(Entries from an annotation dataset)
·····
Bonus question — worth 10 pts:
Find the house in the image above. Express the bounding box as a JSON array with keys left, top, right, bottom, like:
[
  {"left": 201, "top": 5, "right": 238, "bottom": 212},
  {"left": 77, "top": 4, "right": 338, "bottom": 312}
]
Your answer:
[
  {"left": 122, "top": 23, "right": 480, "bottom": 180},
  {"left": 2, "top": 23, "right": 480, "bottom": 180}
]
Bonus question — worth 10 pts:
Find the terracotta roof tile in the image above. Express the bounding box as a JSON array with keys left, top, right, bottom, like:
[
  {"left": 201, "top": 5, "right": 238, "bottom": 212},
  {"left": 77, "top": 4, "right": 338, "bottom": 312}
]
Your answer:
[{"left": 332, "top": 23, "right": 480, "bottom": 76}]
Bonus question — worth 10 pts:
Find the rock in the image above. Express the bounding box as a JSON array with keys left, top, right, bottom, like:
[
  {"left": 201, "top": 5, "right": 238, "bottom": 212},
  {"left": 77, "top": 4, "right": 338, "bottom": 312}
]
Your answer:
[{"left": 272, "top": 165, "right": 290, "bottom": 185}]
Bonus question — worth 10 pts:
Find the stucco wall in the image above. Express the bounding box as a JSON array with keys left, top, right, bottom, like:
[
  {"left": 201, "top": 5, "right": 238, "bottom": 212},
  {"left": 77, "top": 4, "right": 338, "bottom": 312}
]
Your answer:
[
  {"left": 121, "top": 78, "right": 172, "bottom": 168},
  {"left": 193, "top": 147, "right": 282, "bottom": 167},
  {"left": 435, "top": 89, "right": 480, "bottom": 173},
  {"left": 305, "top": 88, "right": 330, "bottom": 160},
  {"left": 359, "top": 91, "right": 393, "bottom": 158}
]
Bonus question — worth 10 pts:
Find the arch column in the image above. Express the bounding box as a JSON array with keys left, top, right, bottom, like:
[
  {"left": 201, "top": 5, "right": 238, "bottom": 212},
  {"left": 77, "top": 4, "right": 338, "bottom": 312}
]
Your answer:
·····
** DO THIS **
Output every line of the entries above verbatim, with no changes.

** FINISHED ANSWER **
Bonus question — worth 10 pts:
Find the house in the image above. Express the bounding box as a JSON array with keys left, top, right, bottom, like:
[
  {"left": 201, "top": 5, "right": 238, "bottom": 212},
  {"left": 77, "top": 4, "right": 338, "bottom": 312}
]
Your answer:
[
  {"left": 122, "top": 23, "right": 480, "bottom": 180},
  {"left": 2, "top": 23, "right": 480, "bottom": 180}
]
Bonus question — worth 10 pts:
Find the terracotta roof tile in the image above. Express the bounding box as a JSON array with keys left, top, right, bottom, like:
[
  {"left": 201, "top": 5, "right": 238, "bottom": 212},
  {"left": 77, "top": 4, "right": 338, "bottom": 312}
]
Your answer:
[{"left": 332, "top": 23, "right": 480, "bottom": 76}]
Bonus question — worth 10 pts:
Find the rock in the image above. Express the bounding box as a JSON array with keys left, top, right, bottom, like:
[
  {"left": 201, "top": 5, "right": 238, "bottom": 212},
  {"left": 77, "top": 4, "right": 338, "bottom": 312}
]
Your answer:
[{"left": 272, "top": 165, "right": 290, "bottom": 185}]
Bonus question — worth 10 pts:
Find the stucco wall in the image above. Express the bounding box as a JSON array with keys left, top, right, bottom, like:
[
  {"left": 201, "top": 5, "right": 238, "bottom": 212},
  {"left": 77, "top": 4, "right": 338, "bottom": 312}
]
Your answer:
[
  {"left": 121, "top": 78, "right": 172, "bottom": 168},
  {"left": 193, "top": 147, "right": 282, "bottom": 167},
  {"left": 435, "top": 89, "right": 480, "bottom": 173},
  {"left": 305, "top": 88, "right": 330, "bottom": 160},
  {"left": 359, "top": 91, "right": 393, "bottom": 158}
]
Bonus question — worth 10 pts:
Find the arch column in the image above. Express the bounding box as a JSON array with keys left, top, right, bottom, like:
[
  {"left": 201, "top": 5, "right": 238, "bottom": 212},
  {"left": 77, "top": 4, "right": 338, "bottom": 312}
]
Your answer:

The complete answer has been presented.